How about $100 on Britney to win?
Gamblers can add news events to their wagering options thanks to a Soho start-up that lets users bet on outcomes such as whether Britney Spears can free herself from her father’s control.
Polymarket offers odds on a wide array of developments, including COVID-19 vaccination rates, the next host of “Jeopardy” and who will win the 2024 presidential election.
In Spears’ case, it allows you to bet yes or no to the pop star’s father James Parnell Spears quitting or getting the boot as her conservator by Oct. 1.
Backing the popstar turns out to be a longshot: Polymarket gives her just a 28 percent chance of success by that date.
Still, if your $100 bet comes through, you’d win about $257.
If instead you put your money on James and he prevailed, that same $100 wager would win about $38.
Polymarket CEO Shayne Coplan told The Post that his company acts as a public barometer for predictions of all kinds, allowing anonymous gamblers — identified only by numbers and letters — to set the market for what might or might not occur across the political, economic and social landscape.
“It actually gives the utmost accurate forecast of the future — by way of letting people bet,” claimed the 23-year-old entrepreneur, whose company launched in 2017 and raised $4 million from venture capitalists last year, according to Pitchbook.
Coplan, a computer science student at NYU who dropped out to start the company, says his service is useful not only to its bettors but also to anyone looking to analyze newsworthy issues. Odds are constantly changing based on user activity, just like on Wall Street, with round-the-clock buying and selling of “shares.”
You can sell your shares at any time, providing the chance to cash in if the market moves in your favor.
Wagering on Polymarket is also like horse racing, sports betting and blackjack — a way to win or lose lots of money fast.
The all-time leader has claimed winnings of $566,080, according to Polymarket Whales, a website that tracks bettors and says the biggest loser dropped $1,093,669. The site has seen overall volume of more than $130 million.
The company is based on cryptocurrencies that are convertible to cash.
To get in on the action, users must buy two of them: USDC, which is pegged to the dollar one-to-one is and used for buying and selling shares; and Ethereum, the second-largest cryptocurrency after bitcoin, which is needed to cover the “gas,” a crypto-network fee for transactions.

● ● ● ●

§ Problem to solve: According to the article on Polymarket, which two cryptocurrencies must users buy in order to place bets?

● ● ● ●

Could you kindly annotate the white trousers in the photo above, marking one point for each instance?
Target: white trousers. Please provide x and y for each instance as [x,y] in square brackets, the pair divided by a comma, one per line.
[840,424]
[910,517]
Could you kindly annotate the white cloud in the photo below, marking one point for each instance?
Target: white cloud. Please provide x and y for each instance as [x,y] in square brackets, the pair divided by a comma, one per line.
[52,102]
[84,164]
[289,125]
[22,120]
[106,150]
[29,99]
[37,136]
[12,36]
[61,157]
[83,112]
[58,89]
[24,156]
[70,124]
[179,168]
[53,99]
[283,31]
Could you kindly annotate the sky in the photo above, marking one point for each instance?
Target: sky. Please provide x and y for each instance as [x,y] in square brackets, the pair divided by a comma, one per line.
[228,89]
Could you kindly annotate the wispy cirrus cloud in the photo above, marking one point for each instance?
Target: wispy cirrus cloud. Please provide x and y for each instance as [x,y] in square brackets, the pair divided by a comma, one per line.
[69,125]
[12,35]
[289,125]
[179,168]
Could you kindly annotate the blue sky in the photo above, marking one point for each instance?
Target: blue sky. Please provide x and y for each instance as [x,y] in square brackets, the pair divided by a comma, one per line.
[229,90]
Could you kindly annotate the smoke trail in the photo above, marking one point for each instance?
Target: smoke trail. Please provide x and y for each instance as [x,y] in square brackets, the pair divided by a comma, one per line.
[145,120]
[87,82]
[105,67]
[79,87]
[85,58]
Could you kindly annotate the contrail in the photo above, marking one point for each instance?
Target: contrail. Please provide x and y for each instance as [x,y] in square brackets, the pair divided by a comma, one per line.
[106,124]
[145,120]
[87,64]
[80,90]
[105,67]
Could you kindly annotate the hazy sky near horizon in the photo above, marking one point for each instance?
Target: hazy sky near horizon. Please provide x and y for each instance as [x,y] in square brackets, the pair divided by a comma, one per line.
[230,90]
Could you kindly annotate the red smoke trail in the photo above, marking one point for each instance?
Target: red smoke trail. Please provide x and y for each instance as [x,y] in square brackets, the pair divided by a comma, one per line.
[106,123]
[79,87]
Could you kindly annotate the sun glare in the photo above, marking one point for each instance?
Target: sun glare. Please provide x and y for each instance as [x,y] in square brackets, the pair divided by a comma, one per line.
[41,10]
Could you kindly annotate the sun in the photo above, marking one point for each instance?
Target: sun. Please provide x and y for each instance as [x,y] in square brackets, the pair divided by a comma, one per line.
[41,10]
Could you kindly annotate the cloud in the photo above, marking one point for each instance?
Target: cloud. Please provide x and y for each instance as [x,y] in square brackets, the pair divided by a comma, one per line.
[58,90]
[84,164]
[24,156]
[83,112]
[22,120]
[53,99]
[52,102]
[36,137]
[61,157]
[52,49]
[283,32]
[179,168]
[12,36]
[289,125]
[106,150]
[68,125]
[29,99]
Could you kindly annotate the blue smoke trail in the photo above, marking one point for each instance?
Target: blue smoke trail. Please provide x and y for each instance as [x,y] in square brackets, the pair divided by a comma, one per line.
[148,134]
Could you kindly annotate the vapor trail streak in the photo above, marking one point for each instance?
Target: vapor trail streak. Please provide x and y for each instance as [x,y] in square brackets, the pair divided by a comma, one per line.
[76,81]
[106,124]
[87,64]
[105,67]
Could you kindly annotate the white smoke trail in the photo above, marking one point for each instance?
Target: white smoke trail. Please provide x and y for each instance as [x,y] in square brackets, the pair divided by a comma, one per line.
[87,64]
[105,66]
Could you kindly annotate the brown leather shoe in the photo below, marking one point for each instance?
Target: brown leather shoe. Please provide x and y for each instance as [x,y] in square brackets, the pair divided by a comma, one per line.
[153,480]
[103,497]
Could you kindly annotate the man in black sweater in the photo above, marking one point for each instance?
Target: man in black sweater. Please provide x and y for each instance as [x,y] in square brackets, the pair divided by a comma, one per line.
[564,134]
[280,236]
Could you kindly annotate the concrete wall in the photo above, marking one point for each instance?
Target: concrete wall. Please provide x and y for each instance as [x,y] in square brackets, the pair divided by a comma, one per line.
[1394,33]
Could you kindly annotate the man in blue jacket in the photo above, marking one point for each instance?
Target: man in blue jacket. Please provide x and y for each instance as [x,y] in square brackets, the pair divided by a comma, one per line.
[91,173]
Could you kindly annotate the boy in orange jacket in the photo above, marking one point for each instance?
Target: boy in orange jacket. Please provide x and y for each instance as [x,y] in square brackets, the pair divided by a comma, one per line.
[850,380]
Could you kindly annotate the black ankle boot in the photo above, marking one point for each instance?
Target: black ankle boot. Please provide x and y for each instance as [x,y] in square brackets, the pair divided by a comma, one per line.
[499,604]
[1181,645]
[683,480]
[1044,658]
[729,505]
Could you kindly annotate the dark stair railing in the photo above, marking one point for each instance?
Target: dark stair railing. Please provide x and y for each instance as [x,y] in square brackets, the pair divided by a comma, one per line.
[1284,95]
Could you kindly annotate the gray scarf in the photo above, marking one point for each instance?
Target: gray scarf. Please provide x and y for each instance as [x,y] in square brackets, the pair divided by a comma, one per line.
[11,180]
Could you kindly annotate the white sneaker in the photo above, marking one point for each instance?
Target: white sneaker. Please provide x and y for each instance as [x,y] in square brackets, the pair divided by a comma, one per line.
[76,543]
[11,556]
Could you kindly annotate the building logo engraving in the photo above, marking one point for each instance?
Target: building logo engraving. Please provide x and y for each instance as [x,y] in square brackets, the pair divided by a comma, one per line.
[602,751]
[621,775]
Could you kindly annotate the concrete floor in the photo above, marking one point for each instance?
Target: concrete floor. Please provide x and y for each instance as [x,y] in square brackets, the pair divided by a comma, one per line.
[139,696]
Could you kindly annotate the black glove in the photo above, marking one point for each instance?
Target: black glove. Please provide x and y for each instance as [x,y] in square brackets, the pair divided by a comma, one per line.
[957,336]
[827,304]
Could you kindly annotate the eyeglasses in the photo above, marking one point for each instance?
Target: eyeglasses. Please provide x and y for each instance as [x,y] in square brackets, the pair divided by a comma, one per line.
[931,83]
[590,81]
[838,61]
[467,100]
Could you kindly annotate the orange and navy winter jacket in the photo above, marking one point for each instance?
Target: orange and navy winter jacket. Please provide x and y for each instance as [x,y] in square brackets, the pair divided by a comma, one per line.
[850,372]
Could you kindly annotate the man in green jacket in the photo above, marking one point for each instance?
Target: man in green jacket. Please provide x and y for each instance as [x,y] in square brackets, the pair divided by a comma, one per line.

● ● ● ●

§ Result of this task: USDC and Ethereum.